- _Challenge_
Take the line that contains "windshield sticker?" as the first line and the last line of the material below as the final one; reproduce exactly the lines between, inclusive.

[Start of Excerpted data]

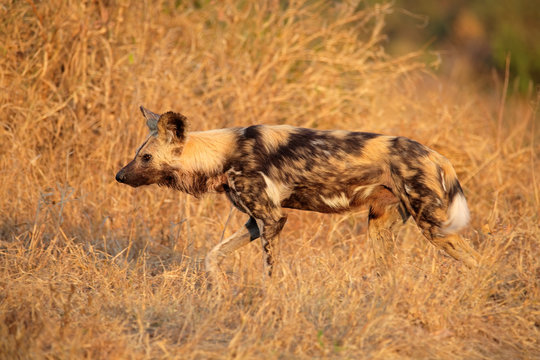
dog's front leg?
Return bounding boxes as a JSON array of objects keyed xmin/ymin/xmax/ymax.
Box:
[{"xmin": 205, "ymin": 217, "xmax": 260, "ymax": 281}]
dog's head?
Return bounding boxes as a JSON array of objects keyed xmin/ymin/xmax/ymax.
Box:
[{"xmin": 116, "ymin": 106, "xmax": 187, "ymax": 187}]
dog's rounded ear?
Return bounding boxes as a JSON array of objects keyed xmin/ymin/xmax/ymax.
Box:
[
  {"xmin": 158, "ymin": 111, "xmax": 187, "ymax": 141},
  {"xmin": 140, "ymin": 106, "xmax": 160, "ymax": 131}
]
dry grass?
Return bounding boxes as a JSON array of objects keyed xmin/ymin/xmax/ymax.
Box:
[{"xmin": 0, "ymin": 0, "xmax": 540, "ymax": 359}]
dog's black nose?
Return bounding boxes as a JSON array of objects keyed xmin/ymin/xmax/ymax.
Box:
[{"xmin": 116, "ymin": 171, "xmax": 126, "ymax": 183}]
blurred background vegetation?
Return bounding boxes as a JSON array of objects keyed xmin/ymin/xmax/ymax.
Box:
[{"xmin": 387, "ymin": 0, "xmax": 540, "ymax": 93}]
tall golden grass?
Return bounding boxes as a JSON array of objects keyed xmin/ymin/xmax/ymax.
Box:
[{"xmin": 0, "ymin": 0, "xmax": 540, "ymax": 359}]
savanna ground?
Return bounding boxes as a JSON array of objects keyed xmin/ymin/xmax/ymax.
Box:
[{"xmin": 0, "ymin": 0, "xmax": 540, "ymax": 359}]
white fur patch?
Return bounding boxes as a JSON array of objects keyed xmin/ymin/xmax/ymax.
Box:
[
  {"xmin": 441, "ymin": 170, "xmax": 446, "ymax": 192},
  {"xmin": 321, "ymin": 193, "xmax": 350, "ymax": 209},
  {"xmin": 443, "ymin": 194, "xmax": 471, "ymax": 234},
  {"xmin": 260, "ymin": 172, "xmax": 291, "ymax": 206}
]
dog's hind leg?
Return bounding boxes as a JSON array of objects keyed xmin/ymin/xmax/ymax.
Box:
[
  {"xmin": 205, "ymin": 217, "xmax": 260, "ymax": 280},
  {"xmin": 424, "ymin": 231, "xmax": 480, "ymax": 269},
  {"xmin": 261, "ymin": 216, "xmax": 287, "ymax": 276}
]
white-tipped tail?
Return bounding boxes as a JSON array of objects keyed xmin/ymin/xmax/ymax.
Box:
[{"xmin": 443, "ymin": 193, "xmax": 471, "ymax": 234}]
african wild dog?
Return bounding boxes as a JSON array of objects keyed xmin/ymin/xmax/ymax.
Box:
[{"xmin": 116, "ymin": 107, "xmax": 479, "ymax": 273}]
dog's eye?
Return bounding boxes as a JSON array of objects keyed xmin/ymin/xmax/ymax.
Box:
[{"xmin": 142, "ymin": 154, "xmax": 152, "ymax": 162}]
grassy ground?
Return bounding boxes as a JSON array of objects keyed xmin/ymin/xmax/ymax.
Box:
[{"xmin": 0, "ymin": 0, "xmax": 540, "ymax": 359}]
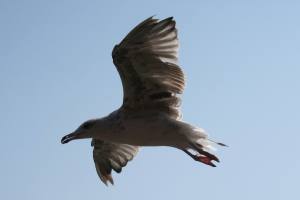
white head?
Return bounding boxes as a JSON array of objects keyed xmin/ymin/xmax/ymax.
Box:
[{"xmin": 61, "ymin": 118, "xmax": 106, "ymax": 144}]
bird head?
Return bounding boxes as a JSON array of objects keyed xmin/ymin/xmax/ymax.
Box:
[{"xmin": 61, "ymin": 119, "xmax": 97, "ymax": 144}]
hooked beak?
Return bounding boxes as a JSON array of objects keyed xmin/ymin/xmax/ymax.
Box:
[{"xmin": 61, "ymin": 133, "xmax": 76, "ymax": 144}]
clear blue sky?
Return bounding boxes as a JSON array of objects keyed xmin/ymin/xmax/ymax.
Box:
[{"xmin": 0, "ymin": 0, "xmax": 300, "ymax": 200}]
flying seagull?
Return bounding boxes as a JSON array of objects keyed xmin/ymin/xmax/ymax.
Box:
[{"xmin": 61, "ymin": 17, "xmax": 225, "ymax": 185}]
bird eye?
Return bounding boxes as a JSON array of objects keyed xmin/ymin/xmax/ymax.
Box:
[{"xmin": 82, "ymin": 122, "xmax": 92, "ymax": 129}]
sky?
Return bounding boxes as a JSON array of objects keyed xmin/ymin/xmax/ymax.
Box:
[{"xmin": 0, "ymin": 0, "xmax": 300, "ymax": 200}]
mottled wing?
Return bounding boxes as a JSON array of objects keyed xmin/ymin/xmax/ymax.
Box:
[
  {"xmin": 112, "ymin": 17, "xmax": 185, "ymax": 118},
  {"xmin": 92, "ymin": 139, "xmax": 138, "ymax": 185}
]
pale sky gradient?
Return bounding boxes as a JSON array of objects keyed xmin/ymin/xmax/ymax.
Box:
[{"xmin": 0, "ymin": 0, "xmax": 300, "ymax": 200}]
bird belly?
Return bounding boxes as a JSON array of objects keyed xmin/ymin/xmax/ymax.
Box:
[{"xmin": 103, "ymin": 116, "xmax": 186, "ymax": 147}]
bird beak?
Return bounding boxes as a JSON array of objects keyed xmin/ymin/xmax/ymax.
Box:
[{"xmin": 61, "ymin": 133, "xmax": 76, "ymax": 144}]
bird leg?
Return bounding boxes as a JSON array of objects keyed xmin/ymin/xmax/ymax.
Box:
[{"xmin": 183, "ymin": 144, "xmax": 220, "ymax": 167}]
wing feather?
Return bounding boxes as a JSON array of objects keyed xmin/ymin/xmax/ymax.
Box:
[{"xmin": 112, "ymin": 17, "xmax": 185, "ymax": 118}]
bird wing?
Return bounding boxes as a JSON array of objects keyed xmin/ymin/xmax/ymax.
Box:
[
  {"xmin": 91, "ymin": 139, "xmax": 138, "ymax": 185},
  {"xmin": 112, "ymin": 17, "xmax": 185, "ymax": 118}
]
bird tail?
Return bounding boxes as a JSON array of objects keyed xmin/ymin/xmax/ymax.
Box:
[{"xmin": 184, "ymin": 128, "xmax": 227, "ymax": 167}]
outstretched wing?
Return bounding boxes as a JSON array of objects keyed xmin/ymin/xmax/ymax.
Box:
[
  {"xmin": 112, "ymin": 17, "xmax": 185, "ymax": 118},
  {"xmin": 92, "ymin": 139, "xmax": 138, "ymax": 185}
]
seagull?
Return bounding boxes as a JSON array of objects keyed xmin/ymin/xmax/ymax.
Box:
[{"xmin": 61, "ymin": 17, "xmax": 226, "ymax": 185}]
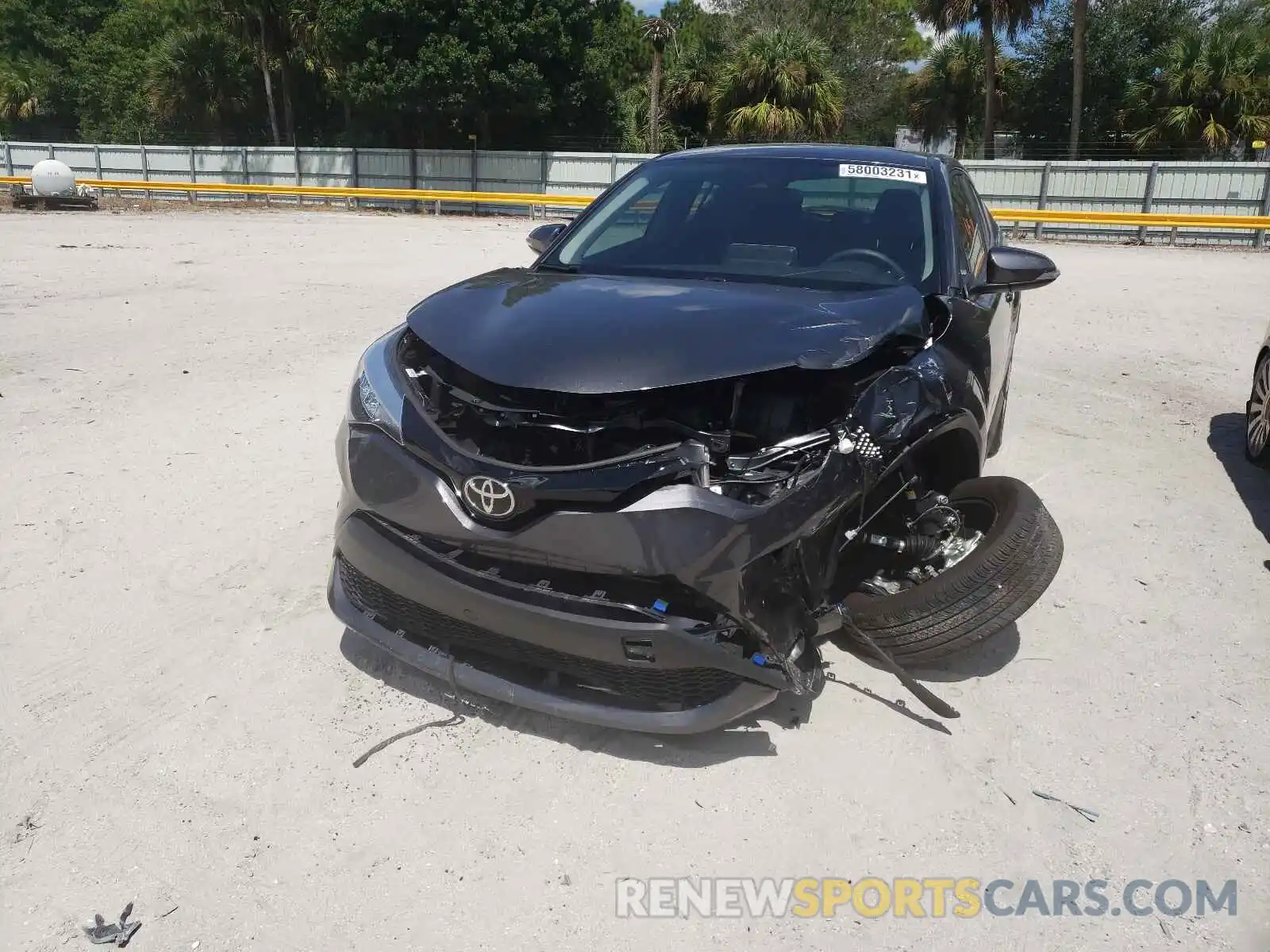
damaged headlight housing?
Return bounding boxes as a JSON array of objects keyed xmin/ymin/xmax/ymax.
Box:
[{"xmin": 348, "ymin": 328, "xmax": 405, "ymax": 443}]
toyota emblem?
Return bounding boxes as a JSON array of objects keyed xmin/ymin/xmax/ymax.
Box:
[{"xmin": 464, "ymin": 476, "xmax": 516, "ymax": 519}]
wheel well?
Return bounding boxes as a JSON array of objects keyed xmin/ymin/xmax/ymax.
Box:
[{"xmin": 913, "ymin": 425, "xmax": 980, "ymax": 493}]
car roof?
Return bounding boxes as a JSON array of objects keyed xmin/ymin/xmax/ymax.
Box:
[{"xmin": 654, "ymin": 142, "xmax": 946, "ymax": 169}]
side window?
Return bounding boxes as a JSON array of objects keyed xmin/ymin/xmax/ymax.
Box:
[{"xmin": 952, "ymin": 171, "xmax": 992, "ymax": 278}]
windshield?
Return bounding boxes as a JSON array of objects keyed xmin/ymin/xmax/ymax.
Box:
[{"xmin": 540, "ymin": 156, "xmax": 935, "ymax": 292}]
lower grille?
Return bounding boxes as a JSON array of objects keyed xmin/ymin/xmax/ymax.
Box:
[{"xmin": 337, "ymin": 556, "xmax": 741, "ymax": 708}]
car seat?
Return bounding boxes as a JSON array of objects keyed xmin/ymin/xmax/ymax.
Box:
[{"xmin": 870, "ymin": 188, "xmax": 926, "ymax": 283}]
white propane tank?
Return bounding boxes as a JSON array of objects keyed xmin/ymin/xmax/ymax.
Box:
[{"xmin": 30, "ymin": 159, "xmax": 75, "ymax": 195}]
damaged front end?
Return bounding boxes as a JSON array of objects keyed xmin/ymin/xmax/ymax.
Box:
[{"xmin": 390, "ymin": 294, "xmax": 965, "ymax": 693}]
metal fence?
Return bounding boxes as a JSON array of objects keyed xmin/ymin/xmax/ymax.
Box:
[{"xmin": 7, "ymin": 142, "xmax": 1270, "ymax": 246}]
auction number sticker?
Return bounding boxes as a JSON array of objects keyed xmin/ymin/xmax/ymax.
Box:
[{"xmin": 838, "ymin": 163, "xmax": 926, "ymax": 186}]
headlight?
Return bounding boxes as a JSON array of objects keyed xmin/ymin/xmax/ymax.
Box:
[{"xmin": 348, "ymin": 328, "xmax": 405, "ymax": 443}]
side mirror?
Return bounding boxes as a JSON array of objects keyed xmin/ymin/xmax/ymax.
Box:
[
  {"xmin": 970, "ymin": 245, "xmax": 1058, "ymax": 294},
  {"xmin": 525, "ymin": 222, "xmax": 565, "ymax": 255}
]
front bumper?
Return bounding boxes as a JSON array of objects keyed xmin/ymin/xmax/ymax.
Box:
[
  {"xmin": 328, "ymin": 424, "xmax": 838, "ymax": 734},
  {"xmin": 326, "ymin": 565, "xmax": 777, "ymax": 734}
]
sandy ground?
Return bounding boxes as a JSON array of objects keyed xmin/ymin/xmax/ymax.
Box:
[{"xmin": 0, "ymin": 211, "xmax": 1270, "ymax": 952}]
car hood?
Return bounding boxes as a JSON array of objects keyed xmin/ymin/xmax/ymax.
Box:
[{"xmin": 406, "ymin": 268, "xmax": 929, "ymax": 393}]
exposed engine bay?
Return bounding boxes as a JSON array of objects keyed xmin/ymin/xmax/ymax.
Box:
[{"xmin": 400, "ymin": 334, "xmax": 934, "ymax": 504}]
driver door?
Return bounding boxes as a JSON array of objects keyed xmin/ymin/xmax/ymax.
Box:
[{"xmin": 949, "ymin": 167, "xmax": 1018, "ymax": 425}]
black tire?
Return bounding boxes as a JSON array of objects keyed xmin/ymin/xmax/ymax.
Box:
[
  {"xmin": 1243, "ymin": 351, "xmax": 1270, "ymax": 467},
  {"xmin": 847, "ymin": 476, "xmax": 1063, "ymax": 666}
]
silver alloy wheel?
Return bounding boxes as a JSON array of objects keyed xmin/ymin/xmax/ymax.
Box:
[{"xmin": 1247, "ymin": 355, "xmax": 1270, "ymax": 459}]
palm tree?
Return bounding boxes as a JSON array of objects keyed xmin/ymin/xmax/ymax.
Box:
[
  {"xmin": 641, "ymin": 17, "xmax": 675, "ymax": 152},
  {"xmin": 618, "ymin": 84, "xmax": 679, "ymax": 152},
  {"xmin": 220, "ymin": 0, "xmax": 311, "ymax": 146},
  {"xmin": 658, "ymin": 40, "xmax": 715, "ymax": 143},
  {"xmin": 146, "ymin": 21, "xmax": 250, "ymax": 142},
  {"xmin": 711, "ymin": 28, "xmax": 845, "ymax": 141},
  {"xmin": 914, "ymin": 0, "xmax": 1039, "ymax": 159},
  {"xmin": 1067, "ymin": 0, "xmax": 1090, "ymax": 159},
  {"xmin": 906, "ymin": 32, "xmax": 999, "ymax": 159},
  {"xmin": 0, "ymin": 62, "xmax": 44, "ymax": 122},
  {"xmin": 1130, "ymin": 24, "xmax": 1270, "ymax": 155}
]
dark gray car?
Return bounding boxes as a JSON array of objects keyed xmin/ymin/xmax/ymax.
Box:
[{"xmin": 329, "ymin": 144, "xmax": 1063, "ymax": 732}]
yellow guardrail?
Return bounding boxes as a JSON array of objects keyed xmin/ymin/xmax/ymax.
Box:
[
  {"xmin": 0, "ymin": 175, "xmax": 1270, "ymax": 230},
  {"xmin": 0, "ymin": 175, "xmax": 593, "ymax": 208}
]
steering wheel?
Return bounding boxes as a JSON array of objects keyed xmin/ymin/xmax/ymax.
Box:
[{"xmin": 821, "ymin": 248, "xmax": 908, "ymax": 281}]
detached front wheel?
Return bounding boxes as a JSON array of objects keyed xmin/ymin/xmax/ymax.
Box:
[{"xmin": 847, "ymin": 476, "xmax": 1063, "ymax": 666}]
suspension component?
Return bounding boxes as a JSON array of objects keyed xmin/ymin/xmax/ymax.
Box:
[{"xmin": 865, "ymin": 533, "xmax": 944, "ymax": 562}]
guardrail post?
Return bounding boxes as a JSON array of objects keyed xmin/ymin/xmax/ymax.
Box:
[
  {"xmin": 345, "ymin": 146, "xmax": 362, "ymax": 208},
  {"xmin": 1249, "ymin": 165, "xmax": 1270, "ymax": 248},
  {"xmin": 541, "ymin": 150, "xmax": 551, "ymax": 218},
  {"xmin": 1033, "ymin": 163, "xmax": 1054, "ymax": 237},
  {"xmin": 410, "ymin": 146, "xmax": 419, "ymax": 214},
  {"xmin": 1138, "ymin": 163, "xmax": 1177, "ymax": 245}
]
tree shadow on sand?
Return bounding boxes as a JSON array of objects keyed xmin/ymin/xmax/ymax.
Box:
[{"xmin": 1208, "ymin": 414, "xmax": 1270, "ymax": 555}]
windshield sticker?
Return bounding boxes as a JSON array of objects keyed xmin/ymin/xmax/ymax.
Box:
[{"xmin": 838, "ymin": 163, "xmax": 926, "ymax": 186}]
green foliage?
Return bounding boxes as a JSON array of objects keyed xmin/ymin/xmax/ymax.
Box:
[
  {"xmin": 0, "ymin": 0, "xmax": 1270, "ymax": 157},
  {"xmin": 906, "ymin": 32, "xmax": 1018, "ymax": 159},
  {"xmin": 1129, "ymin": 21, "xmax": 1270, "ymax": 159},
  {"xmin": 0, "ymin": 0, "xmax": 117, "ymax": 138},
  {"xmin": 1018, "ymin": 0, "xmax": 1200, "ymax": 159},
  {"xmin": 318, "ymin": 0, "xmax": 616, "ymax": 148},
  {"xmin": 711, "ymin": 27, "xmax": 843, "ymax": 141}
]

[End of Excerpted data]

- _Answer to this task_
windshield sticker?
Return bounding boxes as a JSON array of objects keyed xmin/ymin/xmax/ymax.
Box:
[{"xmin": 838, "ymin": 163, "xmax": 926, "ymax": 186}]
green foliage?
Return bounding boxes as a JSON array of objects keyed xmin/ymin/xmax/ymax.
Box:
[
  {"xmin": 0, "ymin": 0, "xmax": 1270, "ymax": 157},
  {"xmin": 906, "ymin": 32, "xmax": 1018, "ymax": 159},
  {"xmin": 1129, "ymin": 21, "xmax": 1270, "ymax": 159},
  {"xmin": 0, "ymin": 0, "xmax": 117, "ymax": 138},
  {"xmin": 1018, "ymin": 0, "xmax": 1200, "ymax": 159},
  {"xmin": 318, "ymin": 0, "xmax": 616, "ymax": 148},
  {"xmin": 711, "ymin": 27, "xmax": 843, "ymax": 141}
]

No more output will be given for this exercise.